Copy every line of the records below word for word, but leave out the pictures.

— Start of Records to process —

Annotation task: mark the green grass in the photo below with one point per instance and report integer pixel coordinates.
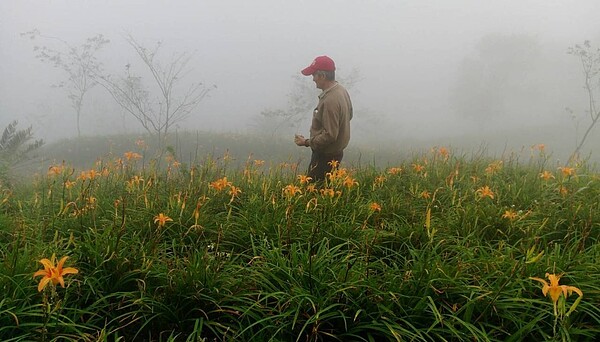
(269, 266)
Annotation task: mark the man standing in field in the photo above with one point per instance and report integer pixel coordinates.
(330, 128)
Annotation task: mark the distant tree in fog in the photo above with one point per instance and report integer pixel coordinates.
(160, 102)
(498, 79)
(79, 64)
(300, 103)
(590, 65)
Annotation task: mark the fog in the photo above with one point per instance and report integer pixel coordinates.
(416, 59)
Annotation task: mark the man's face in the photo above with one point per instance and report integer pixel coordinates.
(319, 79)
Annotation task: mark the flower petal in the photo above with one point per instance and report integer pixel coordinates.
(69, 270)
(43, 283)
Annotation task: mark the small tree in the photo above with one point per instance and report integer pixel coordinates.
(300, 101)
(590, 64)
(14, 148)
(157, 111)
(79, 64)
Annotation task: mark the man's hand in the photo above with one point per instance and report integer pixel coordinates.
(300, 140)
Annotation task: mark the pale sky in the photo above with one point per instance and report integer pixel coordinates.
(408, 52)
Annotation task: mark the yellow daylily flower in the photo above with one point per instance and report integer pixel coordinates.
(53, 273)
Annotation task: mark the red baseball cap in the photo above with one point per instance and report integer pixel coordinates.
(320, 63)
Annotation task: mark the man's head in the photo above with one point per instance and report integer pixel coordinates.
(322, 70)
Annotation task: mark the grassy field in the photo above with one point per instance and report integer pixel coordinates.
(233, 245)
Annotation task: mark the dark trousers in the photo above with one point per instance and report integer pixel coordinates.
(320, 164)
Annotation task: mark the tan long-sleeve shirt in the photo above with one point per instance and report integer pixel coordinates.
(330, 128)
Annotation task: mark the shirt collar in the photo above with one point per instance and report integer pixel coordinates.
(324, 92)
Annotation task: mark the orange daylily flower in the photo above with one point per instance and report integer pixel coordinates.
(375, 206)
(394, 170)
(546, 175)
(162, 219)
(132, 155)
(567, 171)
(494, 167)
(234, 191)
(418, 167)
(291, 190)
(349, 182)
(379, 180)
(510, 214)
(304, 179)
(554, 290)
(220, 184)
(485, 192)
(53, 273)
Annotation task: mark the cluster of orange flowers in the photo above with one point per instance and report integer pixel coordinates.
(53, 273)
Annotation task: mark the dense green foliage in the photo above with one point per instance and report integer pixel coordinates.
(439, 246)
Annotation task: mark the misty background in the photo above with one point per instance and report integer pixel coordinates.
(451, 73)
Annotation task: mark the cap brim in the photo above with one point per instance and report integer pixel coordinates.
(308, 71)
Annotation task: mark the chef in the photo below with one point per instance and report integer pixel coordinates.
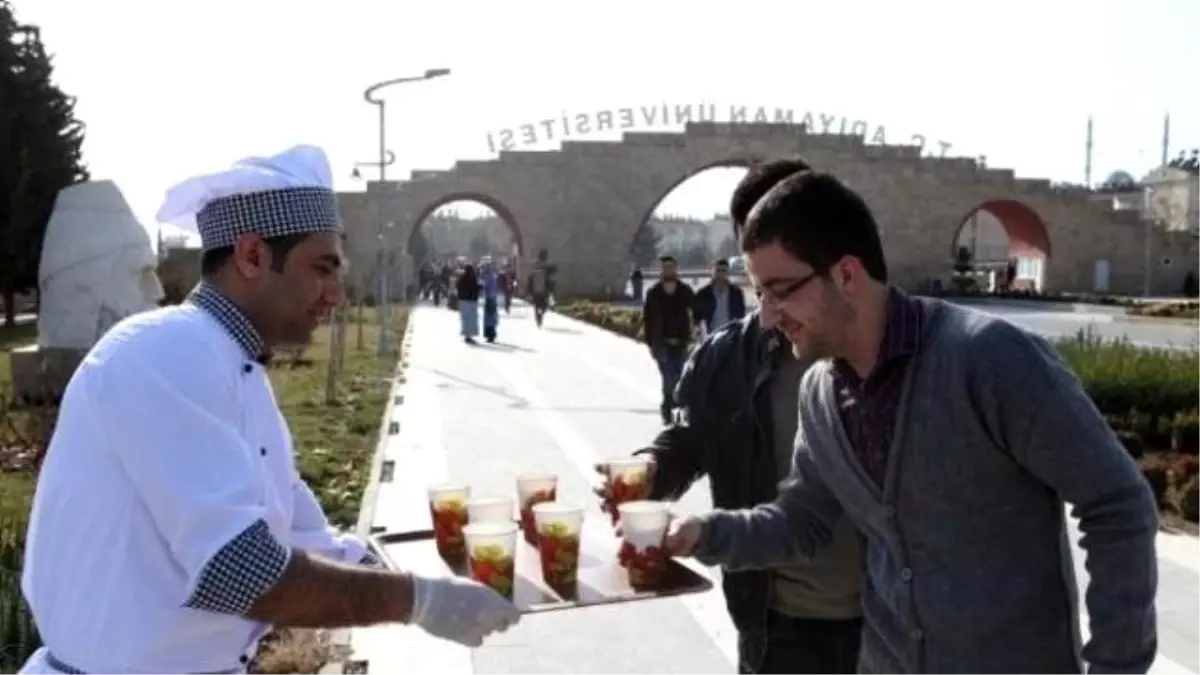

— End of Records to process —

**Response to this exercise**
Annotation task: mark the green grass in the photo below with one point per instance and report integer pixel coordinates.
(269, 266)
Annotation task: mark the man standing in field in the photo above with one point per instance and report integer pixel coordinates.
(330, 128)
Annotation task: mark the distant tree in fog in the photo above with one point per instance and report integer pixel coordinates.
(160, 102)
(498, 79)
(79, 64)
(300, 103)
(590, 65)
Annotation task: mark the fog in the photo above with one point per instance and report integer pixel coordinates.
(416, 59)
Annotation task: mark the man's face in the photo above with one point per instance and report integer pixel coordinates.
(319, 79)
Annotation task: mark the flower petal in the photo above with one point per instance and report integer pixel coordinates.
(69, 270)
(43, 283)
Annotation task: mark the small tree in the photo above with one point per instance and report integer pixel coordinates.
(300, 101)
(590, 64)
(14, 148)
(157, 111)
(79, 64)
Annotation task: mark the man's hand in the photo above with one point per instance and report integer pixel coordinates.
(300, 140)
Annotation task: mark the pale sky in the photo above with one point per instance and report integer pixel coordinates.
(408, 52)
Annotation task: mark the yellow daylily flower in the photo above with one point per instance and report integer pixel coordinates.
(53, 273)
Annotation task: mark the red baseball cap in the photo above with one point per instance and report integer pixel coordinates.
(320, 63)
Annotation task: mark the man's head in the photo above with one point per instance and report integer pixel coordinates.
(322, 70)
Annotation task: mark the grassy field in the photo above with one point per instance and report integer pixel coordinates.
(233, 245)
Annotation task: mark the dark trousers in the photo above with one point per instance and report integer pixel coordinates.
(320, 164)
Annotation task: mark the tan long-sleeve shirt in the photo above with one point per instance and report integer pixel coordinates.
(330, 128)
Annotation task: mark the shirt collar in the photo above with one point per instance and report integer pixel coordinates.
(324, 92)
Annotation task: mark the orange daylily flower in the photo above with one point per instance and report integer pixel coordinates.
(375, 206)
(394, 170)
(546, 175)
(162, 219)
(132, 155)
(567, 171)
(494, 167)
(234, 191)
(418, 167)
(291, 190)
(349, 182)
(379, 180)
(510, 214)
(304, 179)
(554, 290)
(220, 184)
(485, 192)
(53, 273)
Annotation task: mark the cluster of orange flowers in the photo above with one point per instance and report integer pixel coordinates.
(53, 273)
Annotation task: mark the dense green foliage in the photo above with one point per instance and report integer pixel coordinates.
(439, 246)
Annotation task: mark the misty background in the photo above with one point per instance and report integer pixel coordinates.
(451, 73)
Annotation task: mark the cap brim in the photo above with one point per instance and report integer pixel coordinates.
(308, 71)
Annotation task: mark the chef in the photo below with one point per instance and report integer pixel coordinates.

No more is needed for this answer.